EXTRACTED RECORDS.
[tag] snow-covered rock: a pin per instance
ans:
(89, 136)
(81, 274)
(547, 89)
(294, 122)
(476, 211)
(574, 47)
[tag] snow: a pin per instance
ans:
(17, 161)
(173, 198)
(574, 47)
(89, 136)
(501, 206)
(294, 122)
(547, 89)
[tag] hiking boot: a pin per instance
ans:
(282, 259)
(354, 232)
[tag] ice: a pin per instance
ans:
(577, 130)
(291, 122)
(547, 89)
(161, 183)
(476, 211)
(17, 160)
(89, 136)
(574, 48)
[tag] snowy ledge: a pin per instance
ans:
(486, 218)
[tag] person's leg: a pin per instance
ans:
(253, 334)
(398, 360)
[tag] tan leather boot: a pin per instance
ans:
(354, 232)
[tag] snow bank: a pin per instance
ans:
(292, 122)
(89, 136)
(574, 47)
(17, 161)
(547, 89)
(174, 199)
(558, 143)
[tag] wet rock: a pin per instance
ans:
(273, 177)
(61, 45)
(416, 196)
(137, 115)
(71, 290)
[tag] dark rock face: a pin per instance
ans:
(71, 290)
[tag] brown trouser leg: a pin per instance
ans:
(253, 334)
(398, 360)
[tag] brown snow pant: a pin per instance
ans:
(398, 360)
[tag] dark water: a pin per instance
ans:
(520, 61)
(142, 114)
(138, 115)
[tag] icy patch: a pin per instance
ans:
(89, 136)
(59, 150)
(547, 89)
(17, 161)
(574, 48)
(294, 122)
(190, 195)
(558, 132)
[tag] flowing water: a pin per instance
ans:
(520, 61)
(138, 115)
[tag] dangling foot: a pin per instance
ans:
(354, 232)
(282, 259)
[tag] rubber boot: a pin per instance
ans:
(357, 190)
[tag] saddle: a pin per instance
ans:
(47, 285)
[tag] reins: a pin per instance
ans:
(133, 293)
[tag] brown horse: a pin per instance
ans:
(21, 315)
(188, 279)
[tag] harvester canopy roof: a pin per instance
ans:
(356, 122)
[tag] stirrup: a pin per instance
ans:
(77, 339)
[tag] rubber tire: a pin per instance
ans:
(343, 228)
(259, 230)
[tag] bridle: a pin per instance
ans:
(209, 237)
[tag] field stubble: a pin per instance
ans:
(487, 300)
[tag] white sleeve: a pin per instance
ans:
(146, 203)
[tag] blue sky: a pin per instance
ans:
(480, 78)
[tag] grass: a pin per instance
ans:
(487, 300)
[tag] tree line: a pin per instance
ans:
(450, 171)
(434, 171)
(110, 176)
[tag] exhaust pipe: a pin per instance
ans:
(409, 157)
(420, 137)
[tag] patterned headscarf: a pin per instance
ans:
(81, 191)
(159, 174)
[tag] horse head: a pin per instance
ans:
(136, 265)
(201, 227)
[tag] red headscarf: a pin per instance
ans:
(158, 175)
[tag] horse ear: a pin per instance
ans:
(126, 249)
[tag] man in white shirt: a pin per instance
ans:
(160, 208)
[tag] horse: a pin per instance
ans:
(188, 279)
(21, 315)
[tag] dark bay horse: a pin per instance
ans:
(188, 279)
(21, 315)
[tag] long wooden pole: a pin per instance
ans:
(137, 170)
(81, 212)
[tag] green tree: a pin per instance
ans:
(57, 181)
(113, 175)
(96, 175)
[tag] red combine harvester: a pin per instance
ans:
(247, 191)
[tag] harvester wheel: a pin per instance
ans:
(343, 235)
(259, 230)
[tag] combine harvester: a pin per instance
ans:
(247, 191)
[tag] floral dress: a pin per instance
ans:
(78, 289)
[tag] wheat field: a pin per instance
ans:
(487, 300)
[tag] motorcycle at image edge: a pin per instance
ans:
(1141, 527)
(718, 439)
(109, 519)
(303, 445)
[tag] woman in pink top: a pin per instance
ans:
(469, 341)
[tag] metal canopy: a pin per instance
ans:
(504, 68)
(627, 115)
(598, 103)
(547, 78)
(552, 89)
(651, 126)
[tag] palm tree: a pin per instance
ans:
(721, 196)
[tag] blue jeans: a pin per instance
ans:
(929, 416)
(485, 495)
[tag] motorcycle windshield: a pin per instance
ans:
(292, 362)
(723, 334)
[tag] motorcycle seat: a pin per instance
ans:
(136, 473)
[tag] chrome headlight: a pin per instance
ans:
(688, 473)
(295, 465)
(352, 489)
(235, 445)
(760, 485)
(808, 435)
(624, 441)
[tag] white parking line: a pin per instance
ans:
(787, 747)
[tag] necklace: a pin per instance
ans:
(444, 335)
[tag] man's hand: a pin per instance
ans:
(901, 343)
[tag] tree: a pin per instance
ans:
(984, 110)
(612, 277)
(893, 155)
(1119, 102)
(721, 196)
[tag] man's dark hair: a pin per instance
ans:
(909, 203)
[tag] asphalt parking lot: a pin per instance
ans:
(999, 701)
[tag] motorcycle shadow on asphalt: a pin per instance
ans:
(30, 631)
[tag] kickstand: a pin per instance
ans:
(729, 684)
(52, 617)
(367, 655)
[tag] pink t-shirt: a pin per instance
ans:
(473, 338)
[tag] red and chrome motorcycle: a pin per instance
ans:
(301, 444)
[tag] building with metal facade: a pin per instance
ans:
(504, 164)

DIRECTIVE.
Return all of the data exactly as it reads.

ANSWER.
[tag] snow-covered rock: a pin per instance
ans:
(89, 136)
(81, 274)
(547, 89)
(294, 122)
(476, 211)
(574, 47)
[tag] snow: a pin per instance
ans:
(17, 161)
(173, 198)
(574, 47)
(89, 136)
(501, 206)
(294, 122)
(547, 89)
[tag] hiking boot: a pin per instance
ans:
(282, 259)
(354, 232)
[tag] ice: a pin per instance
ans:
(577, 130)
(291, 122)
(547, 89)
(161, 183)
(476, 211)
(17, 160)
(89, 136)
(574, 48)
[tag] snowy ledge: a pin per instance
ans:
(486, 218)
[tag] person's leg: a pin per instance
ans:
(253, 334)
(398, 360)
[tag] tan leather boot: a pin per instance
ans:
(354, 232)
[tag] snow bank: a pin per instance
ans:
(292, 122)
(89, 136)
(574, 47)
(17, 161)
(547, 89)
(174, 199)
(558, 143)
[tag] wet rock: a pin per instance
ans:
(273, 177)
(61, 45)
(416, 196)
(137, 115)
(71, 290)
[tag] dark rock face: a pin per instance
ans:
(71, 290)
[tag] brown trouser leg: a pin per instance
ans:
(253, 334)
(398, 360)
[tag] brown snow pant: a pin per instance
ans:
(398, 360)
[tag] dark water: a pin per instance
ans:
(520, 61)
(142, 114)
(138, 115)
[tag] icy patch: a pin per instance
ans:
(89, 136)
(59, 150)
(547, 89)
(17, 161)
(574, 48)
(294, 122)
(190, 195)
(558, 132)
[tag] flowing water: a pin per instance
ans:
(520, 61)
(138, 115)
[tag] dangling foot: a pin per instance
ans:
(354, 232)
(282, 259)
[tag] rubber boot: a pin per instance
ans:
(357, 190)
[tag] saddle: a pin per instance
ans:
(47, 285)
[tag] reins: a pin per instance
ans:
(133, 293)
[tag] brown horse: a pin per instance
ans:
(21, 315)
(188, 279)
[tag] harvester canopy roof: a pin per instance
ans:
(356, 122)
[tag] stirrup: a pin per instance
ans:
(77, 339)
[tag] rubber tire: a pin per instance
ans:
(343, 228)
(259, 230)
[tag] bridle: a pin per instance
ans:
(209, 237)
[tag] field stubble: a pin per instance
ans:
(487, 300)
[tag] white sleeve: a pin per instance
ans:
(146, 203)
[tag] blue sky: a pin per instance
ans:
(480, 78)
[tag] grass: a pin per instance
ans:
(487, 300)
[tag] tree line: a pin per instance
ans:
(450, 171)
(434, 171)
(110, 176)
[tag] exhaust pipe: a pin per instance
ans:
(409, 157)
(420, 137)
[tag] patterned headscarf: a pin per instance
ans:
(81, 191)
(159, 174)
[tag] horse head: a pin per instance
ans:
(136, 265)
(201, 227)
[tag] red headscarf: a pin per instance
ans:
(158, 175)
[tag] horse ear: a pin per instance
ans:
(126, 249)
[tag] man in white shirt: a pin per instance
ans:
(160, 208)
[tag] horse: a pin per instance
ans:
(188, 279)
(21, 315)
[tag] dark bay horse: a pin per instance
ans:
(188, 279)
(21, 315)
[tag] long wooden pole: a pin per instance
ans:
(137, 170)
(81, 212)
[tag] green tree: a pin per instance
ans:
(57, 181)
(113, 175)
(96, 175)
[tag] red combine harvester: a pin per instance
ans:
(247, 191)
[tag] harvester wheel: a pin per instance
ans:
(343, 235)
(259, 230)
[tag] combine harvester: a pin per instance
ans:
(247, 191)
[tag] floral dress: a pin per instance
ans:
(78, 289)
[tag] wheat field: a pin per instance
ans:
(487, 300)
[tag] motorcycle at image edge: a pin per instance
ans:
(1141, 527)
(718, 439)
(109, 519)
(303, 445)
[tag] woman in pink top: a pin per instance
ans:
(469, 341)
[tag] metal canopy: a pin per instance
ans:
(504, 68)
(627, 115)
(598, 103)
(547, 78)
(552, 89)
(651, 126)
[tag] palm tree: a pin per instance
ans:
(721, 196)
[tag] blue jeans: a pin per instance
ans:
(929, 416)
(485, 495)
[tag] motorcycle windshield: a pin per instance
ans:
(292, 362)
(723, 334)
[tag] motorcycle seat: a pin per instance
ans:
(136, 473)
[tag] chrome headlight: a pin per instance
ans:
(688, 473)
(295, 465)
(352, 489)
(235, 445)
(760, 485)
(808, 435)
(624, 441)
[tag] white parking line: a pin per instance
ans:
(787, 747)
[tag] necklace: a pin per instance
ans:
(444, 335)
[tag] man's hand: a pin per instance
ans:
(901, 343)
[tag] tree: a pin per instance
ans:
(984, 110)
(612, 277)
(893, 155)
(1119, 102)
(721, 196)
[tag] man's dark hair: a pin per instance
ans:
(909, 203)
[tag] asphalt parking lot: a pin per instance
ans:
(999, 701)
[tag] motorcycle shadow on asphalt: a pin per instance
ans:
(30, 631)
[tag] kickstand: a pin per instance
ans:
(729, 684)
(52, 617)
(367, 655)
[tag] pink t-shirt: a pin per instance
ans:
(473, 338)
[tag] red and chrome motorcycle: a pin per instance
ans:
(301, 444)
[tag] building with metal facade: a pin per instance
ans:
(504, 164)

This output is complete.